§ **Stated exercise**: Return every line of the material below word for word, with nothing added, dropped, or changed.

§ **Recorded information**:

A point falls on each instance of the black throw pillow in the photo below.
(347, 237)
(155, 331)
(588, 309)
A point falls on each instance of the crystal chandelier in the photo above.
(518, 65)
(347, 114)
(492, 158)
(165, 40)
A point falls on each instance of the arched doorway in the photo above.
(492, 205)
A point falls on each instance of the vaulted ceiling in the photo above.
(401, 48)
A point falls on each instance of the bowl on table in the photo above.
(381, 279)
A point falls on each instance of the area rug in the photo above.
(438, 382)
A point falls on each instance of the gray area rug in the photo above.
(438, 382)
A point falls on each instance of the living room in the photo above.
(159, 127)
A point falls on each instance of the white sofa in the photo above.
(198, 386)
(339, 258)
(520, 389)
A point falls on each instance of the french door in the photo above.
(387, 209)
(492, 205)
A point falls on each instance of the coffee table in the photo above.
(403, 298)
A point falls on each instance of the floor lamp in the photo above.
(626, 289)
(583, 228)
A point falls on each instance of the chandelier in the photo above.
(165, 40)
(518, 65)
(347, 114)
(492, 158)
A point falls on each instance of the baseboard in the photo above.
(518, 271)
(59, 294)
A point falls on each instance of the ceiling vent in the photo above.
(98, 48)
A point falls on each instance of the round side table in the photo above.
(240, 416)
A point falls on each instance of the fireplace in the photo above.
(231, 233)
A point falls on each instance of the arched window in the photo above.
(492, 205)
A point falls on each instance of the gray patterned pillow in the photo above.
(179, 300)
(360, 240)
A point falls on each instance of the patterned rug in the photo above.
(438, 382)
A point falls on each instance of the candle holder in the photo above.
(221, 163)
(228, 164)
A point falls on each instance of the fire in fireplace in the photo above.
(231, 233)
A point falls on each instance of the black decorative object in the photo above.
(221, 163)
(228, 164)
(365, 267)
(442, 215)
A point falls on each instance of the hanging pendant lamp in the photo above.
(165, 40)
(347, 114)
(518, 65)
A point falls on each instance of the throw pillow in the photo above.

§ **Correct response**:
A point falls on each instance of the black throw pillow in the photo below.
(347, 237)
(155, 331)
(588, 309)
A point falls on each instance of the crystal chandelier in the photo above.
(518, 65)
(347, 114)
(492, 158)
(165, 40)
A point falls on each instance of the arched doorway in the photo above.
(492, 205)
A point falls on each instance of the vaulted ceiling in the photo above.
(401, 48)
A point falls on each instance of the bowl on table in the photo above.
(381, 279)
A point falls on each instance of the area rug in the photo above.
(438, 382)
A point falls on each instance of the gray area rug in the photo above.
(438, 382)
A point falls on each instance of the living room in the photo above.
(159, 127)
A point falls on each instance of the white sofa in the photo above.
(198, 386)
(339, 258)
(520, 389)
A point falls on each instance of the french door in the photo above.
(387, 209)
(492, 205)
A point falls on each instance of the coffee table in the photo above.
(403, 298)
A point falls on each instance of the floor lamp in the photo above.
(626, 289)
(583, 228)
A point falls on each instance of the chandelier in the photo above.
(165, 40)
(518, 65)
(347, 114)
(492, 158)
A point falls on each instance of the baseboard in the photo above.
(518, 271)
(59, 294)
A point falls on each instance of the ceiling vent in the photo above.
(98, 48)
A point falls on each instance of the round side table in the photo above.
(240, 416)
A point falls on each instance of the fireplace in the photo above.
(231, 233)
A point falls on each instance of the arched window in the photo above.
(492, 205)
A point falls on each instance of the gray patterned pillow in the photo above.
(179, 300)
(360, 240)
A point falls on each instance of the patterned rug in the photo above.
(438, 382)
A point falls on each instance of the candle holder in the photo above.
(221, 163)
(228, 164)
A point falls on each instance of the fire in fireplace in the photo above.
(231, 233)
A point falls on each instance of the black decorative object in the photo above.
(221, 163)
(228, 164)
(365, 267)
(442, 215)
A point falls on each instance of the hanging pendant lamp in the photo above.
(165, 40)
(347, 114)
(518, 65)
A point falls on each instance of the throw pillow in the photo above.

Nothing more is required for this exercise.